Point localization data:

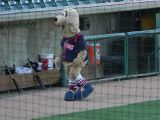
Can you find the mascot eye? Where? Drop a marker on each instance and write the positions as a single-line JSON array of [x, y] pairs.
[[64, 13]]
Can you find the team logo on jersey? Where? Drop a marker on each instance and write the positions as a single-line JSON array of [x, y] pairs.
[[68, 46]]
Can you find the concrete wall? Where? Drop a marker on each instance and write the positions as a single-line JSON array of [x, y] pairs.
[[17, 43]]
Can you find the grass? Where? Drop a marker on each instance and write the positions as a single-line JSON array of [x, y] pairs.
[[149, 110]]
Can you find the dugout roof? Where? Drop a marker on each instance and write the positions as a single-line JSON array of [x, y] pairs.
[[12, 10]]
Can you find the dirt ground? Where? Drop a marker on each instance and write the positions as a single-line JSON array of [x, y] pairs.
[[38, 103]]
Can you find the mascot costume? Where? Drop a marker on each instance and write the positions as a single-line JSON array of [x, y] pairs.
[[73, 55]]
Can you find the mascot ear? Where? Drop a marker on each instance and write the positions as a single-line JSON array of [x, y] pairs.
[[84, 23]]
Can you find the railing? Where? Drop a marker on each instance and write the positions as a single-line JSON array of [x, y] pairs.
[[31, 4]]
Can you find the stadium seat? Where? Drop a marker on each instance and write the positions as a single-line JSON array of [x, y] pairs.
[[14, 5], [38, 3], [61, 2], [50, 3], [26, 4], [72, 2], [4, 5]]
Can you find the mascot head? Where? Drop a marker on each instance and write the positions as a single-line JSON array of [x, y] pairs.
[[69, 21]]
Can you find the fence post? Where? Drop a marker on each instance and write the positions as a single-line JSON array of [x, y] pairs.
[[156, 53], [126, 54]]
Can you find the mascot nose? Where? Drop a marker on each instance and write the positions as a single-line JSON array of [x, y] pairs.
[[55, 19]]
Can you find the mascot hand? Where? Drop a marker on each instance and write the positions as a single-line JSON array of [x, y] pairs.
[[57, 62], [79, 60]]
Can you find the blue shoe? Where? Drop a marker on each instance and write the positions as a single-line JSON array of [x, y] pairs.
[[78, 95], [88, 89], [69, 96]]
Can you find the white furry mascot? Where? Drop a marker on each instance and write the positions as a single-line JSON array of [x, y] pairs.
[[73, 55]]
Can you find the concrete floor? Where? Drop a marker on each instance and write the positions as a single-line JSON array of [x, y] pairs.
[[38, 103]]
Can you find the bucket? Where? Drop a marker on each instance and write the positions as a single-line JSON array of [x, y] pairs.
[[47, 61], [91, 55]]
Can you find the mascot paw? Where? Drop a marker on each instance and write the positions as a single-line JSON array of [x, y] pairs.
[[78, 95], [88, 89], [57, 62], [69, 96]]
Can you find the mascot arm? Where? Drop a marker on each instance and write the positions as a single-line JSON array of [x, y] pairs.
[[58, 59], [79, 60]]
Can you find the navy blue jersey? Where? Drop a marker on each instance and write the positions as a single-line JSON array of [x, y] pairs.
* * *
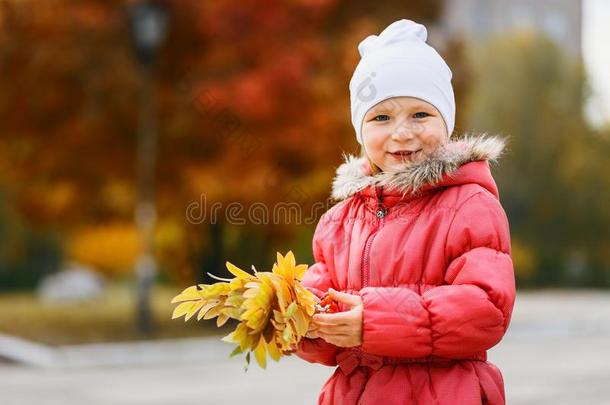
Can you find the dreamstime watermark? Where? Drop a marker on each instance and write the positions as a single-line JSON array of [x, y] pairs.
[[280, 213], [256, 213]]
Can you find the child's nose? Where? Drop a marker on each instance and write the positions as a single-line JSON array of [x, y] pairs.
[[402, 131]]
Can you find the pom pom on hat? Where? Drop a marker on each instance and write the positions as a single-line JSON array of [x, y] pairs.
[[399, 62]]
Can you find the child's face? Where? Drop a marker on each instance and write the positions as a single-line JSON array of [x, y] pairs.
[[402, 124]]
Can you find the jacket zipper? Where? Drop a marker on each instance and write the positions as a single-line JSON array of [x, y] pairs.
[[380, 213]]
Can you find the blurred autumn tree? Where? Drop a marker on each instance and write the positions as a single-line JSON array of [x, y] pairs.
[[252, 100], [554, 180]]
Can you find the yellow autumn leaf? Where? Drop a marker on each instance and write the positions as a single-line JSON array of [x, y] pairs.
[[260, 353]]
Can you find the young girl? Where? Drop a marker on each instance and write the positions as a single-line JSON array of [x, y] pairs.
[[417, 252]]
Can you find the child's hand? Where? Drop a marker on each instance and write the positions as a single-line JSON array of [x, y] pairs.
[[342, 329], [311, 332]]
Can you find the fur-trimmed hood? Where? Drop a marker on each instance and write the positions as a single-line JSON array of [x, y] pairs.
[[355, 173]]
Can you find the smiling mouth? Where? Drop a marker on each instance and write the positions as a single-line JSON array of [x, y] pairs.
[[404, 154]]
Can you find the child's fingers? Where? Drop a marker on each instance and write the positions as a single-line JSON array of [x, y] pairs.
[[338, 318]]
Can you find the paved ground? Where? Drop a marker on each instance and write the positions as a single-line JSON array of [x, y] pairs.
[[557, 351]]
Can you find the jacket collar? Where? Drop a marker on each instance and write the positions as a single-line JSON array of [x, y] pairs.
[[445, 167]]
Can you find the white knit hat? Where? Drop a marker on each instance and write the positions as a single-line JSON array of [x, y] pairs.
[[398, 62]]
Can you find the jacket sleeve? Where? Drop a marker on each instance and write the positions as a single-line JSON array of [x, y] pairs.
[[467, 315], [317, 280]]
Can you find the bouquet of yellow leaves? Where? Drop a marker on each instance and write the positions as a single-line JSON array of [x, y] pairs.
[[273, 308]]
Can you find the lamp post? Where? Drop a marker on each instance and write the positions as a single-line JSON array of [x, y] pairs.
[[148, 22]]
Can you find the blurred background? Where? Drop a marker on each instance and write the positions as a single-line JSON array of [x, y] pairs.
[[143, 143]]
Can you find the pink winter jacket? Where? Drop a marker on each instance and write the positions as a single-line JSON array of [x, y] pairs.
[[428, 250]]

[PROBLEM DESCRIPTION] Look back at the entries above. Retype the line with "Can you find the mascot head?", the line with "Can you find the navy", and all lines in between.

[ANSWER TO THIS TASK]
Can you find the mascot head? Where? Drop a marker on each instance and write the positions as a single-line JSON array of [x, y] pairs.
[[69, 21]]
Can you find the fence post? Where? Drop a marker on each instance and write the positions as a single-line JSON array of [x, y] pairs.
[[156, 53], [126, 54]]
Can you find the mascot nose? Where? Drop a marker on each instance and write the positions as a single-line JSON array of [x, y] pairs.
[[55, 19]]
Can you find the mascot hand? Where? Drop a marker on each instance and write the positions as a single-line JSON array of [x, y] pairs.
[[57, 62], [79, 60]]
Can you find the blue shoe? Where? Drop a marker on each instance and write the positions as a single-line JSON array of [x, y] pairs.
[[78, 95], [88, 89], [69, 96]]
Can you find the white furry mascot? Where? Drop a marker on each instance and write the positions as a single-line JSON array of [x, y] pairs.
[[73, 55]]
Can you find the concrete floor? Where? Drop a marker on each instance and write the positions as a single-line JSON array of [x, y] pairs.
[[38, 103]]
Can you find the bucket? Where? Drop a marker on each instance and write the positions as a single-line JSON array of [x, y] pairs.
[[47, 61], [91, 55]]
Can you find the mascot paw? Where? Drop a marker on each instance and write the positions as a single-line JSON array of [x, y] pairs.
[[78, 95], [88, 89], [57, 62], [69, 96]]
Can you find the mascot arm? Where? Drop a marker on each instance and write the positions as a single-line JSON array of [x, y] pairs.
[[58, 59], [79, 60]]
Can you find the navy blue jersey? Where? Drop a marker on each instance and write the positions as a single-line JSON array of [x, y] pairs.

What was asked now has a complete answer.